New York Times technology and regulation reporter Cecilia Kang made the front of the Business section Monday under the headline “Toxic Election Narratives Spread Tentacles on Web.”
But Kang wasn’t content with yet another “misinformation” excoriation of the theory of a “stolen election.” She conflated opinions espoused by conservatives under that same “toxic” label, suggesting that merely calling for defunding the FBI (a new proposition in some conservative circles) and the idea that LGBTQ are “grooming” children for pedophilia were also examples of dangerous misinformation:
Ballot mules. Poll watch parties. Groomers.
These topics are now among the most dominant divisive and misleading narratives online about November’s midterm elections, according to researchers and data analytics companies.
But later on, Kang talked about calls on social media to defund the FBI, as if that was the same as claiming as fact that Trump won in 2020.
Anger toward the F.B.I. is also reflected in midterm-related conversations, with a rise in calls to shut down or defund the agency after last month’s raid of Mr. Trump’s Florida residence, Mar-a-Lago.

*****

# Work request 1:
Answer these questions about the commentary on the Times article:
(a) Under what headline did Cecilia Kang's article appear?
(b) On the front of which section did the article run?
(c) According to the quoted passage, what event was followed by a rise in calls to shut down or defund the F.B.I.?
# Work request 2:
Repeat word for word everything in the commentary on the Times article from "But later on, Kang" down to "Florida residence, Mar-a-Lago.".
The records that follow are drawn from a separate source.

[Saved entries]
*****

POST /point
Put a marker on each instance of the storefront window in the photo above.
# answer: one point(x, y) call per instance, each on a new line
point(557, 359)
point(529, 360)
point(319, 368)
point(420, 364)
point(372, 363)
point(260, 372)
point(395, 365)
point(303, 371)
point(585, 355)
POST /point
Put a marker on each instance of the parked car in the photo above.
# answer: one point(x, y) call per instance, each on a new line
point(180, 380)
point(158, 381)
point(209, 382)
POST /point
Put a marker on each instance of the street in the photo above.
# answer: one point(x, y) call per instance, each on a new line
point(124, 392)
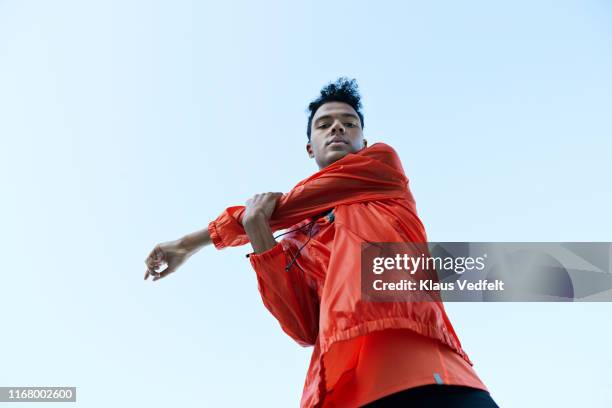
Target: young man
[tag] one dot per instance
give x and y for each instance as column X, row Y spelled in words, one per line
column 375, row 354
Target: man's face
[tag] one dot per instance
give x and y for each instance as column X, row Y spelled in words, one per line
column 335, row 132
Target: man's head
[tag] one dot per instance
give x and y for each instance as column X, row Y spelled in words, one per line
column 335, row 125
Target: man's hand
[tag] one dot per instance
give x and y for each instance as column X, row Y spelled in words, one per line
column 172, row 253
column 255, row 220
column 260, row 206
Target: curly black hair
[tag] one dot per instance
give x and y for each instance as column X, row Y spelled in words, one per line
column 342, row 90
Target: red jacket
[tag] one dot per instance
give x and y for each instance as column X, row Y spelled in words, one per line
column 317, row 301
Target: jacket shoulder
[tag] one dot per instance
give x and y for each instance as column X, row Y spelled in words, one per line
column 386, row 154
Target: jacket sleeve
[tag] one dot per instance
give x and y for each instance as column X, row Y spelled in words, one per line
column 290, row 296
column 374, row 173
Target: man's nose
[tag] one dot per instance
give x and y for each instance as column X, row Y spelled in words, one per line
column 337, row 127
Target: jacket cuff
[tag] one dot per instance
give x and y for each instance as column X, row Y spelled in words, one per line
column 267, row 256
column 214, row 235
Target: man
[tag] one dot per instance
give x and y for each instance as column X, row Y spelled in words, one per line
column 380, row 354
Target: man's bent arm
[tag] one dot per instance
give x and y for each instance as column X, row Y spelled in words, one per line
column 195, row 241
column 259, row 232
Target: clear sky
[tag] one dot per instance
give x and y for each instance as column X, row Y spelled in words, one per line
column 128, row 123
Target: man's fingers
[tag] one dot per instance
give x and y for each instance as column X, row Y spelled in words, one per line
column 163, row 274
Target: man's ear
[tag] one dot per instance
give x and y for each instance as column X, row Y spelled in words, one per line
column 309, row 150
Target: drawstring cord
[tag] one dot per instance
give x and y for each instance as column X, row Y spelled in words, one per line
column 331, row 218
column 294, row 258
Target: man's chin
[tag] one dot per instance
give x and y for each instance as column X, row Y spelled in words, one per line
column 334, row 156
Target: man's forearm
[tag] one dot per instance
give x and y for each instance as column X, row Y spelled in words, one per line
column 259, row 232
column 196, row 240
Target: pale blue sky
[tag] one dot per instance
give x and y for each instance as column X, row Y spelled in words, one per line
column 128, row 123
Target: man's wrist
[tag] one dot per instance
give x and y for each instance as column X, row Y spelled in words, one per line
column 253, row 219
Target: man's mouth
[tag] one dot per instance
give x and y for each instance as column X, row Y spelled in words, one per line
column 335, row 140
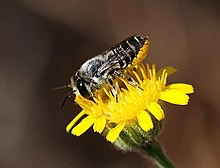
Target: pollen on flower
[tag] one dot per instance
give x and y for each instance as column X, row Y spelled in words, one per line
column 134, row 104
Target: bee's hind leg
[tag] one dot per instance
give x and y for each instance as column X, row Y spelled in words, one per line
column 131, row 81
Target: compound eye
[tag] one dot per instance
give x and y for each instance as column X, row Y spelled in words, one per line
column 81, row 85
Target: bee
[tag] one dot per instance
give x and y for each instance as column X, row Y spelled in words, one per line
column 103, row 68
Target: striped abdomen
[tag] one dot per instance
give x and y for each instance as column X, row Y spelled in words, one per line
column 132, row 50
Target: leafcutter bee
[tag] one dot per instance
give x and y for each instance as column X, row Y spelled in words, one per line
column 103, row 68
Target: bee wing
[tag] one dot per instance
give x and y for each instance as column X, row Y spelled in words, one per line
column 112, row 60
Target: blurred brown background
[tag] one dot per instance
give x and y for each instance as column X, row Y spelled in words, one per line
column 42, row 43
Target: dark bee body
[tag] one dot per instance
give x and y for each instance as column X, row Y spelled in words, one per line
column 98, row 71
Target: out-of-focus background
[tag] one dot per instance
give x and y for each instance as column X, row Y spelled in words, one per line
column 42, row 43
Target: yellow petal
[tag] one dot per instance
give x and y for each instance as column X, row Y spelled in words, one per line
column 99, row 124
column 174, row 96
column 114, row 132
column 145, row 121
column 156, row 110
column 169, row 70
column 185, row 88
column 84, row 125
column 73, row 122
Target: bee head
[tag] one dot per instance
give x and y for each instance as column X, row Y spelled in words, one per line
column 81, row 86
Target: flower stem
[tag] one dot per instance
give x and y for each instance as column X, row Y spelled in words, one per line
column 156, row 153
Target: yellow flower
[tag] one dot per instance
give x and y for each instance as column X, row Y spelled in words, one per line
column 135, row 104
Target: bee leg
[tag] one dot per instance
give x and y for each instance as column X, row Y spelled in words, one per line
column 131, row 81
column 114, row 90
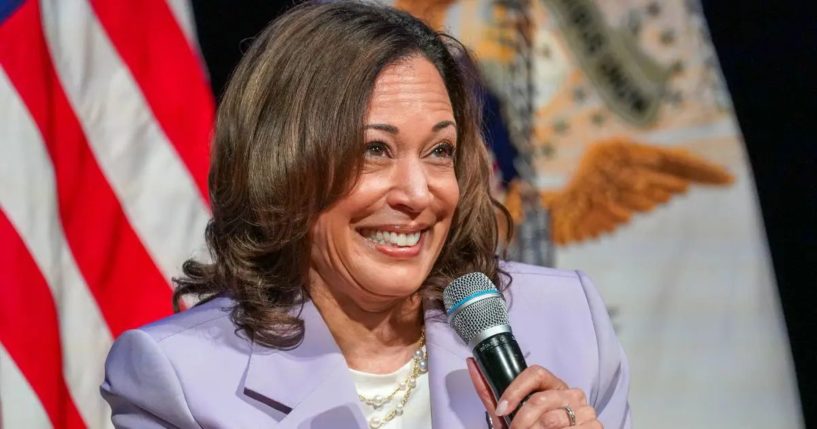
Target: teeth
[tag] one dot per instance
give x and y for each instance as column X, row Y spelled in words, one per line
column 393, row 238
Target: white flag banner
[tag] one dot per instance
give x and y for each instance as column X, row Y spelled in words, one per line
column 627, row 138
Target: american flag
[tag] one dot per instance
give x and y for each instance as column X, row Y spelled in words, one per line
column 105, row 119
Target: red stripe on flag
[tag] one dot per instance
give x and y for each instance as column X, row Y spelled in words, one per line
column 151, row 43
column 124, row 280
column 29, row 328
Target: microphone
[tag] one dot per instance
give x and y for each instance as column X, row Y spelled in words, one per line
column 478, row 314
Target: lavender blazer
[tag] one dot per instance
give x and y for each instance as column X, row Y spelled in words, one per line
column 191, row 370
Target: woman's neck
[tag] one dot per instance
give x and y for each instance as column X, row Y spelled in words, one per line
column 375, row 341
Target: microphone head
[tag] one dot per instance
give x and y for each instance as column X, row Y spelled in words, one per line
column 475, row 308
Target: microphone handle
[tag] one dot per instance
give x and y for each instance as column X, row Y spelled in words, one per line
column 500, row 360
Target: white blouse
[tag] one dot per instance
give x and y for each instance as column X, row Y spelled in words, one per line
column 417, row 411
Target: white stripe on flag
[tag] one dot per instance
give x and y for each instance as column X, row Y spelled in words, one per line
column 28, row 197
column 154, row 187
column 19, row 405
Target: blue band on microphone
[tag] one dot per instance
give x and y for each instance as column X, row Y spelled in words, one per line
column 478, row 293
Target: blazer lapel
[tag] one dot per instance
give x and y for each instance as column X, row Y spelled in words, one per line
column 454, row 401
column 310, row 385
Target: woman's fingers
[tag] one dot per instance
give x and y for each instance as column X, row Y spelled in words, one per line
column 533, row 379
column 484, row 392
column 549, row 410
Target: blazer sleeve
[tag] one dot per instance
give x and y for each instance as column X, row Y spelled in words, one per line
column 609, row 397
column 142, row 387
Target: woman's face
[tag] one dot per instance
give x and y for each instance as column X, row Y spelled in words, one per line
column 379, row 243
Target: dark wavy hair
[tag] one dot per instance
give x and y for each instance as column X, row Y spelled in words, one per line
column 288, row 144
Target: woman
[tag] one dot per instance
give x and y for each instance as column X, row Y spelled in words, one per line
column 349, row 185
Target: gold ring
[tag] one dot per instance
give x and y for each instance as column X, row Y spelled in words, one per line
column 570, row 415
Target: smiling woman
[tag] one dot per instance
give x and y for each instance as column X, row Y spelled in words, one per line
column 349, row 185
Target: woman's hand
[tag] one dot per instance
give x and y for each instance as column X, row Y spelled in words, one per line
column 549, row 404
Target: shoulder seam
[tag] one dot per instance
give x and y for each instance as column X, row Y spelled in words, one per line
column 186, row 328
column 594, row 393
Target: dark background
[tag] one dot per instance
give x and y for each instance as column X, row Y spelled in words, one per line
column 768, row 53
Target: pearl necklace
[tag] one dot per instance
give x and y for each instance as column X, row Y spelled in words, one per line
column 419, row 366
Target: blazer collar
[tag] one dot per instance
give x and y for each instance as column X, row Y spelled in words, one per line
column 312, row 382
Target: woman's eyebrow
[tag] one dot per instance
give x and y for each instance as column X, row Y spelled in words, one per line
column 391, row 129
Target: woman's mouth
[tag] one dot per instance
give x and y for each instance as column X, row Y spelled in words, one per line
column 391, row 238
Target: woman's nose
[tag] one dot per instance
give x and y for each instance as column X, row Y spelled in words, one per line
column 410, row 190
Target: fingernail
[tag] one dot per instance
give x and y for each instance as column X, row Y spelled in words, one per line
column 502, row 408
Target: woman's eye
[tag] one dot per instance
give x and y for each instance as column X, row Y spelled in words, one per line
column 377, row 149
column 444, row 150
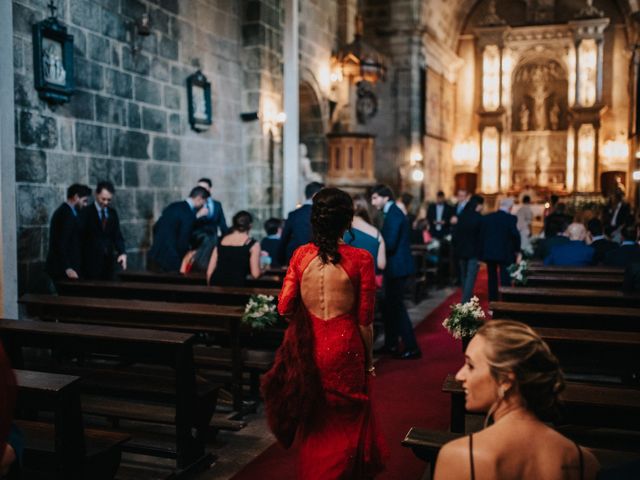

*****

# Task output 1:
(a) “Toxic Election Narratives Spread Tentacles on Web.”
(b) The Business section.
(c) Last month's raid of Mr. Trump's Florida residence, Mar-a-Lago.

# Task output 2:
But later on, Kang talked about calls on social media to defund the FBI, as if that was the same as claiming as fact that Trump won in 2020.
Anger toward the F.B.I. is also reflected in midterm-related conversations, with a rise in calls to shut down or defund the agency after last month’s raid of Mr. Trump’s Florida residence, Mar-a-Lago.